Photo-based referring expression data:
_ _ _ _ _ _ _

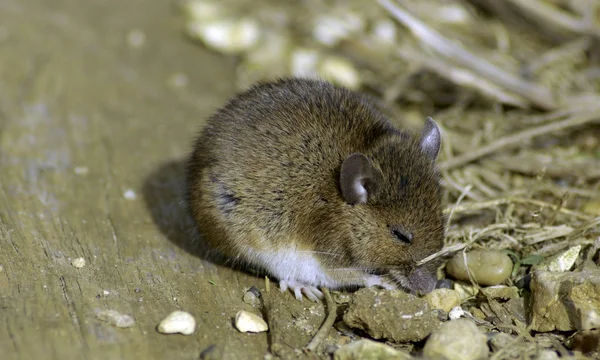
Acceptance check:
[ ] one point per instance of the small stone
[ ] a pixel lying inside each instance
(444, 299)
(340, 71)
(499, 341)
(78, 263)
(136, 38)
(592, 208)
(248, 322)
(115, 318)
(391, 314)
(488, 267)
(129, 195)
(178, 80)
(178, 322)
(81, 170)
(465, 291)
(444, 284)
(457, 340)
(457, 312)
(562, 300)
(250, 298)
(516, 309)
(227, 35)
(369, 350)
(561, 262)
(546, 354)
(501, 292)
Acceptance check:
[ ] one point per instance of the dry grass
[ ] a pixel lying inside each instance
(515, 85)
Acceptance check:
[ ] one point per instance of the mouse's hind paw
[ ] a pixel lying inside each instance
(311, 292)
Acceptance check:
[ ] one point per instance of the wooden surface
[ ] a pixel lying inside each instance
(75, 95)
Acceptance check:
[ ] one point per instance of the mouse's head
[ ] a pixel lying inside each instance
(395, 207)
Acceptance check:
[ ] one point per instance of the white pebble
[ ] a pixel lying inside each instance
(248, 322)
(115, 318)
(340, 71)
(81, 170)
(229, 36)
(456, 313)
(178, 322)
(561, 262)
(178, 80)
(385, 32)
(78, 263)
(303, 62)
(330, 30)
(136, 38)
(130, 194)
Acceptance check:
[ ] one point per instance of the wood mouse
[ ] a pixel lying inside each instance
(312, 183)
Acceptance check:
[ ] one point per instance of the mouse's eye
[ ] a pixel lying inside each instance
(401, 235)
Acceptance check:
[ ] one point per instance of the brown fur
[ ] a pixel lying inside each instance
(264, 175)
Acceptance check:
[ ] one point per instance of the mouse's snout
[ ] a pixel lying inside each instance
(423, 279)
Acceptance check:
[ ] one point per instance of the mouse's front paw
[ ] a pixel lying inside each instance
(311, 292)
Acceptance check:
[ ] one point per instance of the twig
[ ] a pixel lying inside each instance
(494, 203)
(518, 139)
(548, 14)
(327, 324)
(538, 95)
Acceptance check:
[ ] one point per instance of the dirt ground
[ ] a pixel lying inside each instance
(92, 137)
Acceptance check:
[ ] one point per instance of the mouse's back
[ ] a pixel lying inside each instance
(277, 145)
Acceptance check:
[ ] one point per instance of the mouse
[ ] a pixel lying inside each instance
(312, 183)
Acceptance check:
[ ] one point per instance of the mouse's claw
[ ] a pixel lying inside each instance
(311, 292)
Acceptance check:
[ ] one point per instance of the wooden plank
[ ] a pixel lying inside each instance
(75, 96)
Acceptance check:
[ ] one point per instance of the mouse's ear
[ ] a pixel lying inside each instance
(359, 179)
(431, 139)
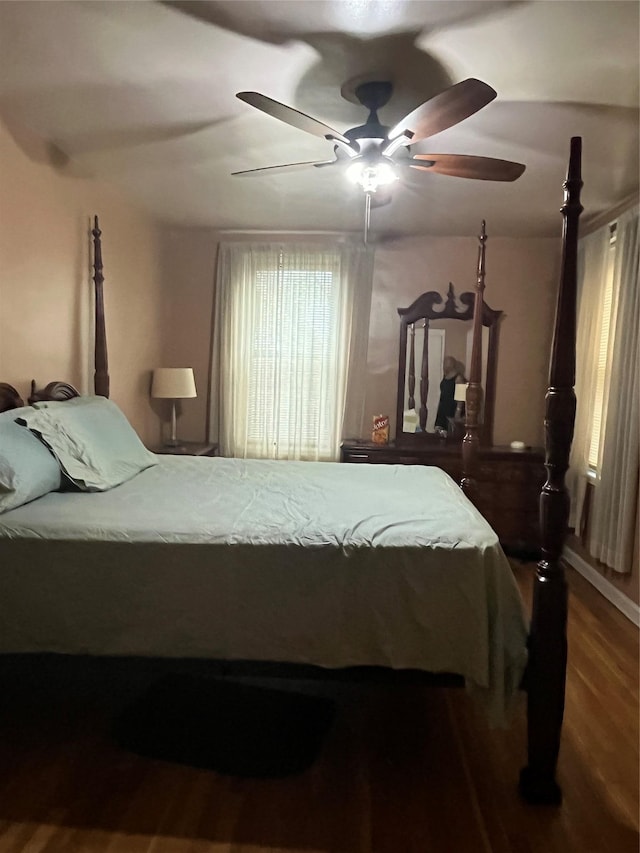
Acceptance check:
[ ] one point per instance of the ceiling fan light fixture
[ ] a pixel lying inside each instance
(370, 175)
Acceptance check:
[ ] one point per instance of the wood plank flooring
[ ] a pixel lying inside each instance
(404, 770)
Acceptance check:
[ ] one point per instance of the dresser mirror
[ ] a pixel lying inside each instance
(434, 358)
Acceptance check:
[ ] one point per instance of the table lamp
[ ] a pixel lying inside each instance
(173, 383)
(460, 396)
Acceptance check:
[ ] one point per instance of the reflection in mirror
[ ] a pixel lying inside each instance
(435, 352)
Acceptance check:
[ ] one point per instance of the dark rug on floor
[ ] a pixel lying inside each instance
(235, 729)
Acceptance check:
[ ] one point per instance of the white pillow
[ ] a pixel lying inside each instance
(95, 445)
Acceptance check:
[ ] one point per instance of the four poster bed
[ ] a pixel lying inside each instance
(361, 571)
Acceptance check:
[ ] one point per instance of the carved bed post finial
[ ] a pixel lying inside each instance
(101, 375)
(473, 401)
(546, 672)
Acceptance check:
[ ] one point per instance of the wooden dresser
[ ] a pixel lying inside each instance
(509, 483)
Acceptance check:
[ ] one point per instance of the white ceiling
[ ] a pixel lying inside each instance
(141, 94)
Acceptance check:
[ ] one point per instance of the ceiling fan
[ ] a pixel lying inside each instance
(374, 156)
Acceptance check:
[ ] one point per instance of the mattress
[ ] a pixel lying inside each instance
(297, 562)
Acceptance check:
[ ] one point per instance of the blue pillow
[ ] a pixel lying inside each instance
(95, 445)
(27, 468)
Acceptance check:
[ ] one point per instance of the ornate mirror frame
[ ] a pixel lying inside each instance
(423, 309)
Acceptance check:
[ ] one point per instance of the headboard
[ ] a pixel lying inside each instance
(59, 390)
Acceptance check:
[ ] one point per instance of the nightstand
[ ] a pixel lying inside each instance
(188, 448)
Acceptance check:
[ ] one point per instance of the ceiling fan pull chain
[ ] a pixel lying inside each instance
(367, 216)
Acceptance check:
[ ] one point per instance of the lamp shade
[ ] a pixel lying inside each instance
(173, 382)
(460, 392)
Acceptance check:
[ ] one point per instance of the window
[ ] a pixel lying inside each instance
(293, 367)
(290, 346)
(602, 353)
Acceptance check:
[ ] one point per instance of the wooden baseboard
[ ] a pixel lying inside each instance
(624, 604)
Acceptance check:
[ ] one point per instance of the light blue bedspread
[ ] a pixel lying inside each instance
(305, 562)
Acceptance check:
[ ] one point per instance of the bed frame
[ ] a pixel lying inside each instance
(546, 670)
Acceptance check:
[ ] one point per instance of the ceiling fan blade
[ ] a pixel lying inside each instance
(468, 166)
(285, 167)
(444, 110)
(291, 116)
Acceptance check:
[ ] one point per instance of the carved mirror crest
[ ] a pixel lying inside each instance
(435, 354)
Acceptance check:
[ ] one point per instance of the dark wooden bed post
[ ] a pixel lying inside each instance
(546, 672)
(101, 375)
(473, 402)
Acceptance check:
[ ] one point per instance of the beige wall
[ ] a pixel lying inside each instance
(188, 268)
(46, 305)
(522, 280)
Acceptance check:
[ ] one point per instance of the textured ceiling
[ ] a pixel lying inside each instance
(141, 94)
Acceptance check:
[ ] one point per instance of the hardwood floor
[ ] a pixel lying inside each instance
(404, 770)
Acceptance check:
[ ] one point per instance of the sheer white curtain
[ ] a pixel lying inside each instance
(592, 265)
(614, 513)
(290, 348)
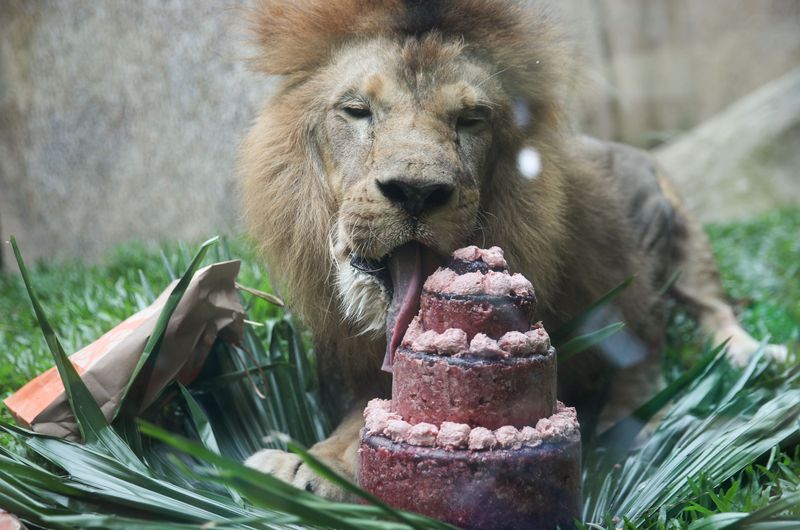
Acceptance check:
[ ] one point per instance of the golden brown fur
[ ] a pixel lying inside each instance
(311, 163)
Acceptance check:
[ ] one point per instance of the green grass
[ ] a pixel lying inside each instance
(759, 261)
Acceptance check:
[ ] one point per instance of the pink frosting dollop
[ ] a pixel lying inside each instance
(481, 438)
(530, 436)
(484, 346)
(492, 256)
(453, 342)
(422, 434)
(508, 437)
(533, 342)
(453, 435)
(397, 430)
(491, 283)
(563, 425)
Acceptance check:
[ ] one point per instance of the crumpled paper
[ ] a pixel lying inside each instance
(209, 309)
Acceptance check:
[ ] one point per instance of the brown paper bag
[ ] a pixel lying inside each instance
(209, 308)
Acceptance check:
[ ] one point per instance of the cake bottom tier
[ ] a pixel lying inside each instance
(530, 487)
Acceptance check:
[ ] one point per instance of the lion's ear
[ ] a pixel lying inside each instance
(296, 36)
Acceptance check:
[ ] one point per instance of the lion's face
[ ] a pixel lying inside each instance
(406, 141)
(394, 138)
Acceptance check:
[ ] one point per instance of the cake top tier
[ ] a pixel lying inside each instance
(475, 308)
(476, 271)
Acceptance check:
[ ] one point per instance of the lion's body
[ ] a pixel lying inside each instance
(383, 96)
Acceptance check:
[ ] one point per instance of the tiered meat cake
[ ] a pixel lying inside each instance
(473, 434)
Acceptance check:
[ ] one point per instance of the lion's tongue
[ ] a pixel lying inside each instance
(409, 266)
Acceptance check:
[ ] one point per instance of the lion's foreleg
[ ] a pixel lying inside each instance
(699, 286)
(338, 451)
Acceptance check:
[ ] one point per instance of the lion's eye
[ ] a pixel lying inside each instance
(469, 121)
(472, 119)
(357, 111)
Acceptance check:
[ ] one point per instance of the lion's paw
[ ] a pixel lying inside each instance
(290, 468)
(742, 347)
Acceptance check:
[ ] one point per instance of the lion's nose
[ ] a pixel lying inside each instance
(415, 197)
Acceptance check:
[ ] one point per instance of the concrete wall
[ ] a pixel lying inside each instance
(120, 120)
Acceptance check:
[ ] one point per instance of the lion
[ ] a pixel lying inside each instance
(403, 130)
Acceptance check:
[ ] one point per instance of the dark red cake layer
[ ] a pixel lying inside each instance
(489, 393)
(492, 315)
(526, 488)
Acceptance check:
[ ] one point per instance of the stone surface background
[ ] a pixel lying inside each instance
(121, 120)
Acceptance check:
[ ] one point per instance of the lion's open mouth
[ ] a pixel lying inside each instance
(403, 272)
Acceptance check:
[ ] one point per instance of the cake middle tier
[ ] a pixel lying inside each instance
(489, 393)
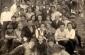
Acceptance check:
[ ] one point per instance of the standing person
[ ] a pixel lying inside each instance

_ _ _ _ _ _ _

**WHAT YOU NEED TO DO:** Your answer must be one number: the count of lines in the entries that contain the string "white".

**FINAL ANSWER:** 4